Net cash provided by (used in):

      

Operating activities

   $ 279,810     $ 357,422     $ (13,988 )

Investing activities

     (110,813 )     (52,701 )     (23,666 )

Financing activities

     (46,612 )     (136,933 )     121,753  

Effect of exchange rate changes on cash and cash equivalents

     (41,702 )     14,546       24,242  
                        

Net increase in cash and cash equivalents

   $ 80,683     $ 182,334     $ 108,341  
                        

Net cash provided by operating activities was $279.8 million in fiscal 2009 compared to $357.4 million in fiscal 2008. The $279.8 million cash provided by operations in fiscal 2009 was due primarily to our earnings and the timing of both cash receipts from our customers and payments to our vendors. We continue to focus on working capital management by monitoring several key metrics, including our cash conversion cycle (also referred to as “net cash days”) and owned inventory levels, that we use to manage our working capital. Our net cash days are defined as days of sales outstanding in accounts receivable (“DSO”) plus days of supply on hand in inventory (“DOS”), less days of purchases outstanding in accounts payable (“DPO”). Owned inventory is calculated as the difference between our inventory and accounts payable balances divided into the inventory balance. Our net cash days improved slightly to 27 days at the end of fiscal 2009 compared to 28 days at the end of fiscal 2008. Our owned inventory level (the percentage of inventory not financed by our vendor partners) was a negative 35% at the end of fiscal 2009, meaning our accounts payable balances exceeded our inventory balances by 35%. This compares to negative owned inventory of 39% at the end fiscal 2008.

Material provided —
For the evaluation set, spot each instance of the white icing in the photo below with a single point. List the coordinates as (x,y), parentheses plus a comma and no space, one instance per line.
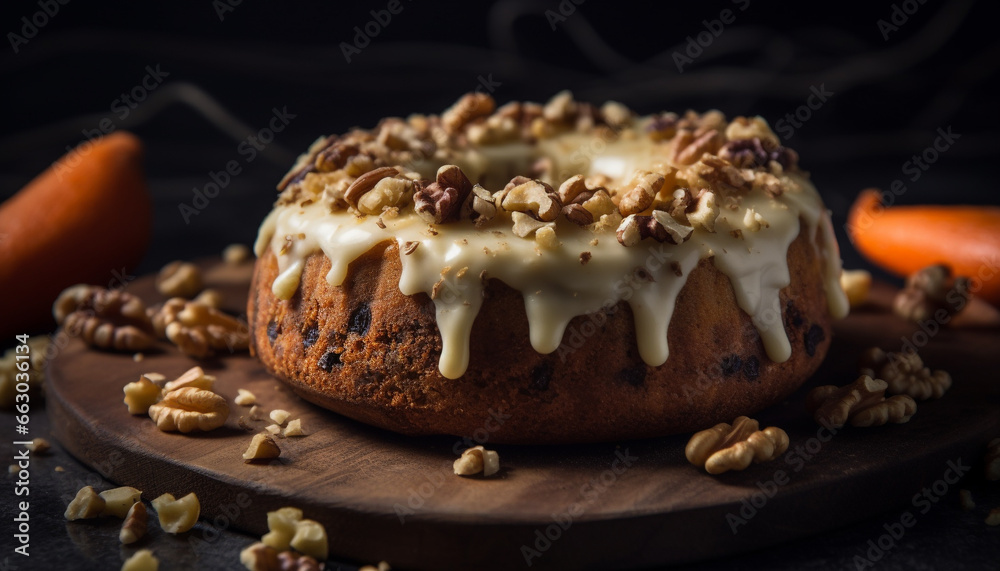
(556,286)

Task statement —
Transcribe the cash flow text above word for word, from "Net cash provided by (used" to "(52,701 )     (23,666 )".

Solution —
Net cash provided by (used in):

      

Operating activities

   $ 279,810     $ 357,422     $ (13,988 )

Investing activities

     (110,813 )     (52,701 )     (23,666 )